GIVEN EXERCISE 1:
Render the records from the line with "like (613, 460)." to the line with "Target: paddle blade" as a Markdown table with the columns Row and Line, leaving out blank lines.

EXTRACT:
►

Here's the basic format:

You go around the circle and each person participates:

• Ask what everyone is thankful for
• Ask what is one thing they need
• See if there is input from the group on the needs mentioned (if anyone can meet those needs)
• Pray for each other’s needs (30 second prayers per person recommended)
• Read a Bible passage
• Ask one person to put it in their own words
• See if someone else has something to add
• Break it down – verse by verse
• Everyone goes around and shares something specific that they will obey in the scripture they just read (or if they don’t want to obey – something that could be obeyed by someone who wants to).

 

We've never done something like this before and frankly it sounds a little strange.

However, hundreds of these simple house churches have been planted all over South Africa and lives are being changed from the inside out.

HOW WE ARE INVOLVED: For the next few months we will working in one of the townships, inviting people to be a part of these simple house churches. (Ocean View is our assigned community -where we work with 2 other teams of CPx students - each team has 6-8 people in it). In April we will go on an outreach to another country, starting simple house churches there.

LONG TERM PLANS: We are also praying and exploring ideas for opportunities here for long term work (which will start after our 6 months of church planting training that ends in July 2010). All Nations has many ministries and our heart is to work with vulnerable children, human trafficking victims and soccer ministries.

◄

RECORDS:
►

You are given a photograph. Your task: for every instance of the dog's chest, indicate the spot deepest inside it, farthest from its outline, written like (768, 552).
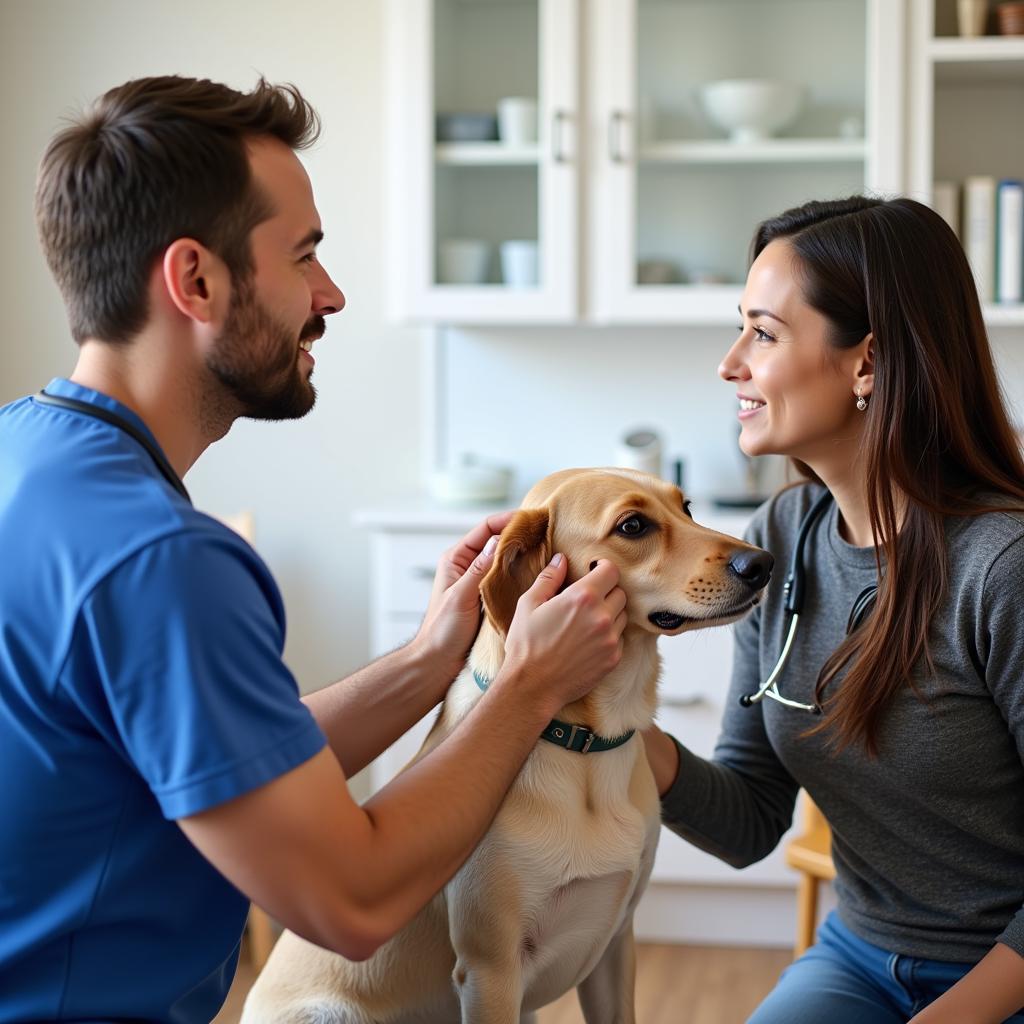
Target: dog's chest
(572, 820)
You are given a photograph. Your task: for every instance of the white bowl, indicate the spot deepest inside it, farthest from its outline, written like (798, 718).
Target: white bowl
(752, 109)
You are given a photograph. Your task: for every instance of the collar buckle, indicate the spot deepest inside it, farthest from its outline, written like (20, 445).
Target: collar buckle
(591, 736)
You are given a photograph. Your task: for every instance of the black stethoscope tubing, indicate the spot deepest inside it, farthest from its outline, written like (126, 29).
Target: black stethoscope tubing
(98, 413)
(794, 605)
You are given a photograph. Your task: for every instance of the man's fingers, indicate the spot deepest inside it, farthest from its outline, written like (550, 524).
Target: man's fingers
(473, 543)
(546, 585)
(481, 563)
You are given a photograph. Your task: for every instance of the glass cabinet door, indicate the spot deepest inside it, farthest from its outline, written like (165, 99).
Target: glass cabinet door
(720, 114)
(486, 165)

◄
►

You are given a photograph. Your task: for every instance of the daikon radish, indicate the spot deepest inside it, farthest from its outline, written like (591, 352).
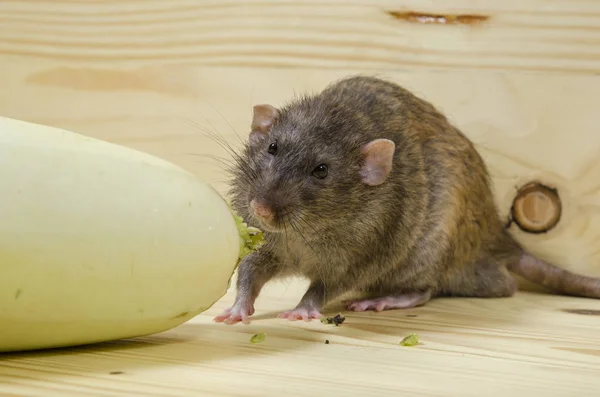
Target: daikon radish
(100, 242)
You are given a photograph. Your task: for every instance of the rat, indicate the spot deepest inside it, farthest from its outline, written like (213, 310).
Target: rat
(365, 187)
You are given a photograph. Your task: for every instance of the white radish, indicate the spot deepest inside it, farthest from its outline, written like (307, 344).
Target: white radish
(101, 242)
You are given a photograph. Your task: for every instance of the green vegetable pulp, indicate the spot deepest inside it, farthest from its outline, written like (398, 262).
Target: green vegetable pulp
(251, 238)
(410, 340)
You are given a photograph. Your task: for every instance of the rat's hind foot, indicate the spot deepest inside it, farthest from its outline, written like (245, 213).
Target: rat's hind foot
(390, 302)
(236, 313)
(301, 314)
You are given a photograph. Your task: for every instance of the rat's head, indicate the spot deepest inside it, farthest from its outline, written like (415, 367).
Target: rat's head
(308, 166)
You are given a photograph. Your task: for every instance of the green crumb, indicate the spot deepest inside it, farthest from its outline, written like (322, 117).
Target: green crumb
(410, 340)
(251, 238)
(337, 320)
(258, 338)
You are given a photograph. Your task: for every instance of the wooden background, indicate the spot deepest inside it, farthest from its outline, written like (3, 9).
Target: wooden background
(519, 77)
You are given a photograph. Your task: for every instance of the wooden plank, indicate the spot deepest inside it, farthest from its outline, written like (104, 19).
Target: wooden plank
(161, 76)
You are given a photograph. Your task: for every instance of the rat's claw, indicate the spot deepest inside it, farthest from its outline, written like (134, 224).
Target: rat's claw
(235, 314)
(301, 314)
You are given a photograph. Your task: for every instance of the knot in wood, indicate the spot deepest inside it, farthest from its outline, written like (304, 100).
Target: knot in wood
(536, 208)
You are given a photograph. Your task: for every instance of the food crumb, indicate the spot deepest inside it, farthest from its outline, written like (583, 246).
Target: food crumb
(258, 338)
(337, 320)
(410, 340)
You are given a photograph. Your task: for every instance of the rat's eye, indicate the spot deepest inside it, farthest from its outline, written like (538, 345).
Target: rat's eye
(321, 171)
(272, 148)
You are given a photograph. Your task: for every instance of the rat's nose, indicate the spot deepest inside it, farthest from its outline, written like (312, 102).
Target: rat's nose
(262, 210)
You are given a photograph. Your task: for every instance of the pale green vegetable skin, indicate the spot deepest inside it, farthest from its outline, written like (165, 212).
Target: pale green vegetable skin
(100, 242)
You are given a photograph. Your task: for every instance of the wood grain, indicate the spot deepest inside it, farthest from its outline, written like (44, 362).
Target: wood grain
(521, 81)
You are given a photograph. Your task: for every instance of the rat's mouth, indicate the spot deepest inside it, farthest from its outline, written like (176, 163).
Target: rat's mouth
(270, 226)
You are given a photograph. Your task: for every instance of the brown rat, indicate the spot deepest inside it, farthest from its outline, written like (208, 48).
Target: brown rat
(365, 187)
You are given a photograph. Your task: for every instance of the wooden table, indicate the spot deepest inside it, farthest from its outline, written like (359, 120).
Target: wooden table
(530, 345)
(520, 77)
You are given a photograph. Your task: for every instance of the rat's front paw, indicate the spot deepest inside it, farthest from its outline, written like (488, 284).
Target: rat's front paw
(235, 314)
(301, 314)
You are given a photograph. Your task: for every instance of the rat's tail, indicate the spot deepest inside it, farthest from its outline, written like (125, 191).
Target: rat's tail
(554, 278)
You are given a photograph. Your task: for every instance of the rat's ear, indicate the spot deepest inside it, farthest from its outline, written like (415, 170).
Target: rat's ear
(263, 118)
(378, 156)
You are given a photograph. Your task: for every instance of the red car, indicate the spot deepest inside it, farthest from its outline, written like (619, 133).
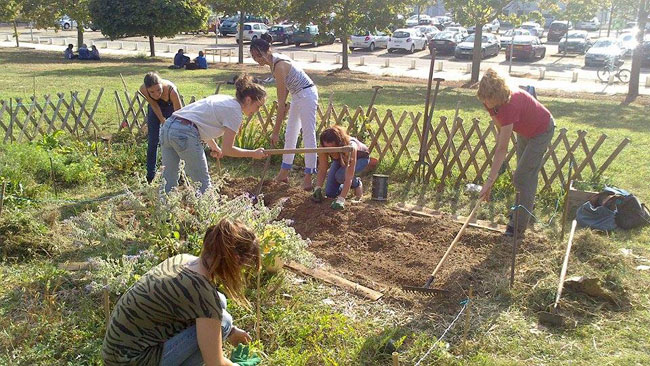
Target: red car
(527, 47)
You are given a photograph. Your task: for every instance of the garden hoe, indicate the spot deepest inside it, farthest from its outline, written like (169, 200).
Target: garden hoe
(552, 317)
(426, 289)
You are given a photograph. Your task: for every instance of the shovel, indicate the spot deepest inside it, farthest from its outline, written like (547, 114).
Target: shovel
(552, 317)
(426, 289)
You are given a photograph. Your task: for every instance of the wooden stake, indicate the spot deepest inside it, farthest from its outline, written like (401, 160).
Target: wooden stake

◄
►

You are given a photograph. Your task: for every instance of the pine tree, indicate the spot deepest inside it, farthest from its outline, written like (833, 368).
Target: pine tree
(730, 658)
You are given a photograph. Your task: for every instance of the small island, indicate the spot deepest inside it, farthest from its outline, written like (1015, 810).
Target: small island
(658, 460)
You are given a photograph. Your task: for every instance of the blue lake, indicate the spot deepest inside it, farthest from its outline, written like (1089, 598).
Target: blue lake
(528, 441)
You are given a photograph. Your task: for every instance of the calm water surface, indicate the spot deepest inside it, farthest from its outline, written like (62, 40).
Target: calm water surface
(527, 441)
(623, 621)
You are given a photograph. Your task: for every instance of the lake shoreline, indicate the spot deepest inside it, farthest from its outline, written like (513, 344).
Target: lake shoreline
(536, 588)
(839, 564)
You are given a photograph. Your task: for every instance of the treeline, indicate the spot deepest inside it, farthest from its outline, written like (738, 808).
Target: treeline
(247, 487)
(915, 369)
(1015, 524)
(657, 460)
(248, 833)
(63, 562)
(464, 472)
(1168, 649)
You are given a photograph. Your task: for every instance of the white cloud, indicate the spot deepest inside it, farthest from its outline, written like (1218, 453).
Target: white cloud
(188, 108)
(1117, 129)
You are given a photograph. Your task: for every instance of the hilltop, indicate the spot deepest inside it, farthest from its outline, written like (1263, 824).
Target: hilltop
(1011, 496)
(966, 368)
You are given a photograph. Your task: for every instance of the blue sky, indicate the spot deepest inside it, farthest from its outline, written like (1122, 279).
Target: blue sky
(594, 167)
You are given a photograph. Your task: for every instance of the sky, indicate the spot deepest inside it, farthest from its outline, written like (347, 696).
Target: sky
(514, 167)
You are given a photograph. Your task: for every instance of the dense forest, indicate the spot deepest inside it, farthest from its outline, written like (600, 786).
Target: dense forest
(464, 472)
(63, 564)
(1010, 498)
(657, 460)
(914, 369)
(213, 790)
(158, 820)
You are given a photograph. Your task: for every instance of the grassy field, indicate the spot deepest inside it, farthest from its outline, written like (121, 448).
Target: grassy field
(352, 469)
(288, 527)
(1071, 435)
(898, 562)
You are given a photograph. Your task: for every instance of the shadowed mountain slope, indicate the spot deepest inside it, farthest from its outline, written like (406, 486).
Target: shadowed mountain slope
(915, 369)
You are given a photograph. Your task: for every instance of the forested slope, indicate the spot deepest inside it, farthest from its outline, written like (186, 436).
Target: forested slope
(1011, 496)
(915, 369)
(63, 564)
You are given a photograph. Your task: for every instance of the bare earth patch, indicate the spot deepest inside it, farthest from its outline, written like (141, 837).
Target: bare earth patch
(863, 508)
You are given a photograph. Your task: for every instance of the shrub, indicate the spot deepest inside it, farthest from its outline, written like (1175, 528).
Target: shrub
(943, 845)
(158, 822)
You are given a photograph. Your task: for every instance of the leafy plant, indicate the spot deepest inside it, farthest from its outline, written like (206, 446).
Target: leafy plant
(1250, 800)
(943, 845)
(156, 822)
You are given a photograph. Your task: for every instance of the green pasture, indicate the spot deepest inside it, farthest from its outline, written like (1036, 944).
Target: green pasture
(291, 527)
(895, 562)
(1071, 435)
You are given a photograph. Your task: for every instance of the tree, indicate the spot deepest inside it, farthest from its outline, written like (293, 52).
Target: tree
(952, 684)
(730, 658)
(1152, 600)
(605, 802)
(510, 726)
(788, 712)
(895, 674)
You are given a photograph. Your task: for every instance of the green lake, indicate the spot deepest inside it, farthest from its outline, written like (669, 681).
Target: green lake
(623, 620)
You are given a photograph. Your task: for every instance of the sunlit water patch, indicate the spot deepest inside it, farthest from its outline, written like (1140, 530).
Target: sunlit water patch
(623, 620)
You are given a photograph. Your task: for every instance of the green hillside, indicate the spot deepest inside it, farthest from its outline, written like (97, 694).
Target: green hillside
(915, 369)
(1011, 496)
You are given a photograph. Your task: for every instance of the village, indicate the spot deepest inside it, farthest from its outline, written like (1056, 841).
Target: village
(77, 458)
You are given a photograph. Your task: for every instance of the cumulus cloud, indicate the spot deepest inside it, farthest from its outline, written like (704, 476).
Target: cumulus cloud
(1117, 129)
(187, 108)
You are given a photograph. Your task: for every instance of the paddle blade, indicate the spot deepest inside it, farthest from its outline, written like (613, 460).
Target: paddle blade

◄

GIVEN EXERCISE 2:
In the house church update, which community is the team assigned to work in?

EXERCISE SOLUTION 1:
| Row | Line |
|---|---|
| 1 | You are given a photograph. Your task: for every instance of the paddle blade, indicate the spot deepest inside it, farthest from its outline, written like (613, 460). |
| 2 | Target: paddle blade |

EXERCISE SOLUTION 2:
Ocean View